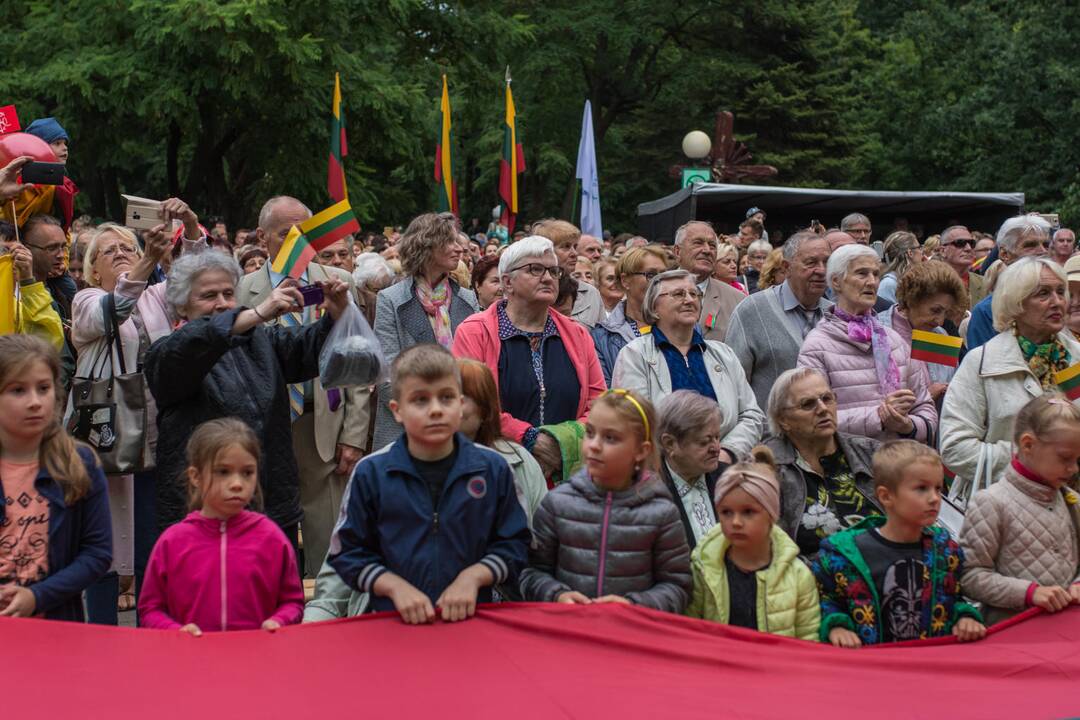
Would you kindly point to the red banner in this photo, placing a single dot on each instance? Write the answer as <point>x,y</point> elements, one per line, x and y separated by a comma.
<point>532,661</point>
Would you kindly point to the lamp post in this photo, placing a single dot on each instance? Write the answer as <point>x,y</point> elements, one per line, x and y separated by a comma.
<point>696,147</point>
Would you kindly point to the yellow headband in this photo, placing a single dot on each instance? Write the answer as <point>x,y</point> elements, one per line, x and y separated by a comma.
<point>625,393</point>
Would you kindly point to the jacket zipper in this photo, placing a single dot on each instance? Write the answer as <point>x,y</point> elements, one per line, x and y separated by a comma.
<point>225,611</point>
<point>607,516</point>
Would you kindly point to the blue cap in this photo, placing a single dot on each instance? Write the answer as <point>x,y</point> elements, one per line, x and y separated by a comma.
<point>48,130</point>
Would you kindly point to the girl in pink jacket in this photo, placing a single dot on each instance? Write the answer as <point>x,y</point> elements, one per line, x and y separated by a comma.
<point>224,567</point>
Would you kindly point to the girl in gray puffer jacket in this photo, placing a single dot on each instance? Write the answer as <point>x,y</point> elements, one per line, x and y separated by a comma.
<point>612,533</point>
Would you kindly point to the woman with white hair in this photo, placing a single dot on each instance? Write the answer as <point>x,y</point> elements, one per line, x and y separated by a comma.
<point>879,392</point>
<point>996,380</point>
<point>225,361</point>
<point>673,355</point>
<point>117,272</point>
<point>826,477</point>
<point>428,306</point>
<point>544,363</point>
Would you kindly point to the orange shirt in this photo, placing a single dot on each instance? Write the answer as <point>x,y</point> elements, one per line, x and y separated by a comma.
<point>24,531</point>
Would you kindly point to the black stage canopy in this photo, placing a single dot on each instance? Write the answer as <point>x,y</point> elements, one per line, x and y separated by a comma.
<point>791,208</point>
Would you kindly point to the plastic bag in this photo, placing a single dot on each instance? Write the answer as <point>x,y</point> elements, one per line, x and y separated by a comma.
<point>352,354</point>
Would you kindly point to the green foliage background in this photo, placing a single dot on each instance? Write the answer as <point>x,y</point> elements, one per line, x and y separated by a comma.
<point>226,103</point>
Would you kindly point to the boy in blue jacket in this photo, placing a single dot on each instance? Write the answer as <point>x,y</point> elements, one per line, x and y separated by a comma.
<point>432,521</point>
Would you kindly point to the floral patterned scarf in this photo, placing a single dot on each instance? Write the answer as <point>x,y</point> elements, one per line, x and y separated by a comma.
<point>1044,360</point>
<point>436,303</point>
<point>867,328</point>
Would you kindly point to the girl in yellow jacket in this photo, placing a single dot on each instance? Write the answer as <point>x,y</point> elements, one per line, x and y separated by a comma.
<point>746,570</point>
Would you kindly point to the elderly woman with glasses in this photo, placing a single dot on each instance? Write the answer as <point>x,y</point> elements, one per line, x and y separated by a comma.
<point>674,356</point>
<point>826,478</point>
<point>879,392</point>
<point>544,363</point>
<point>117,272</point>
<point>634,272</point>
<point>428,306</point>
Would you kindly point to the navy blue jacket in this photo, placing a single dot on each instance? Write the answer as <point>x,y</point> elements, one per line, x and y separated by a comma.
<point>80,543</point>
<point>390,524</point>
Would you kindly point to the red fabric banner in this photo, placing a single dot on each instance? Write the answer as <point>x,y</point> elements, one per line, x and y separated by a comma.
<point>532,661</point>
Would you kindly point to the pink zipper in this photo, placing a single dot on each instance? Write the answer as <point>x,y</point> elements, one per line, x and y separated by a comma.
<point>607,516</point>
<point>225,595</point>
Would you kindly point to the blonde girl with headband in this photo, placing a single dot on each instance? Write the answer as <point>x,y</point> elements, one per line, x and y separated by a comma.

######

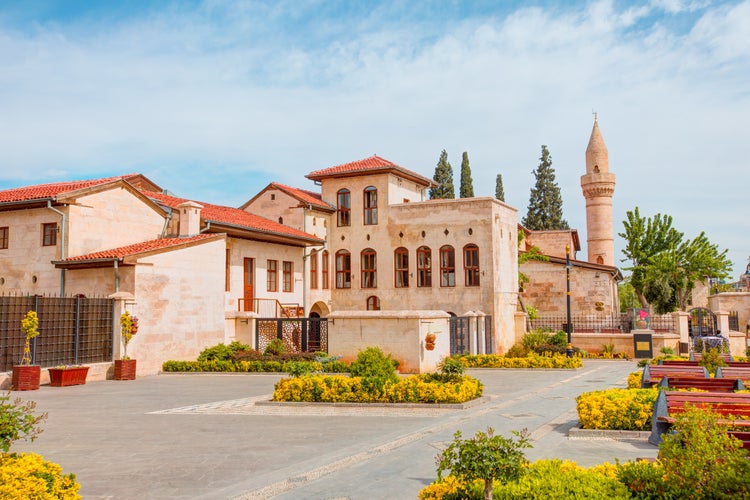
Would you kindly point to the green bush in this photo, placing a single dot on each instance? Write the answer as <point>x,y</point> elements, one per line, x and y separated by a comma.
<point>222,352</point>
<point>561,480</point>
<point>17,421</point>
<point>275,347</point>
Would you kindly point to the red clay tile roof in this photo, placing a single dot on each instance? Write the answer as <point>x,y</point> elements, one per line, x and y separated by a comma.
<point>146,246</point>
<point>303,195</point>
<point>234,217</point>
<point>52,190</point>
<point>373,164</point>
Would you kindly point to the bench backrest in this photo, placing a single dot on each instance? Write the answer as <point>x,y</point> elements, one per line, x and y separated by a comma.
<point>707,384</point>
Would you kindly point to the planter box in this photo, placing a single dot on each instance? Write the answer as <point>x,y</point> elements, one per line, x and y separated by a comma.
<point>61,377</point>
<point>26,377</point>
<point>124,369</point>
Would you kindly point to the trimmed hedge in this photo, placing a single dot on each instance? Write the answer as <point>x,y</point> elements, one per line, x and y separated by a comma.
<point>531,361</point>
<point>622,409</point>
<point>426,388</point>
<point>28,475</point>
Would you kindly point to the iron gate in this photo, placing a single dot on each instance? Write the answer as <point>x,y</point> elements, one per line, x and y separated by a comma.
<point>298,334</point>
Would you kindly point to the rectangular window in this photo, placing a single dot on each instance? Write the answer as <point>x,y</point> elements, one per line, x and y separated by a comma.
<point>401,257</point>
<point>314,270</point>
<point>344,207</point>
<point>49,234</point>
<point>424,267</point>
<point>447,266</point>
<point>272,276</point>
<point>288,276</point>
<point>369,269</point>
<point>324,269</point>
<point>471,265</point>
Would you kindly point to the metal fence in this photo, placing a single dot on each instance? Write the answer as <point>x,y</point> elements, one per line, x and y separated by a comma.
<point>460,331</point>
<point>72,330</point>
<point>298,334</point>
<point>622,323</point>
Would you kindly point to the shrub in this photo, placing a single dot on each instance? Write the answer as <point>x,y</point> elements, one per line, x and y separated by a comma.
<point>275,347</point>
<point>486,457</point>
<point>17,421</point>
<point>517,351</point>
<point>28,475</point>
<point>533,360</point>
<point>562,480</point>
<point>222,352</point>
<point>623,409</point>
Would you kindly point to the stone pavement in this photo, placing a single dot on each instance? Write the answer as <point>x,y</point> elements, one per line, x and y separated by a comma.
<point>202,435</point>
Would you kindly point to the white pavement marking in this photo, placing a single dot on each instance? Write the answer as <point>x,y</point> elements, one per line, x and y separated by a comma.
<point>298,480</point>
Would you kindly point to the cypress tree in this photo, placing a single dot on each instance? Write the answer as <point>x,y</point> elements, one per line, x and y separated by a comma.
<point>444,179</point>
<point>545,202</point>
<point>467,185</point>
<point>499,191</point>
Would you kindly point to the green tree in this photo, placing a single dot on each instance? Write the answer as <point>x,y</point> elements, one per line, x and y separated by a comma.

######

• _WHAT YOU SHOULD DO_:
Transcribe the records from the line with "Would you kindly point to the cypress" to the line with "Would you kindly point to the green tree", both lines included.

• _ANSWER TO THIS PROBLEM_:
Would you kindly point to the cypress tree in this photo, placing a single dot on each instance? Write the answer as <point>x,y</point> elements, one per line, x and y separated by a comma.
<point>444,179</point>
<point>545,202</point>
<point>467,185</point>
<point>499,191</point>
Would you kindly point to the green tree in this photo, placing a single dot on each instance? Write the answer as <point>x,y</point> elements, one per line, x and y separated by a comma.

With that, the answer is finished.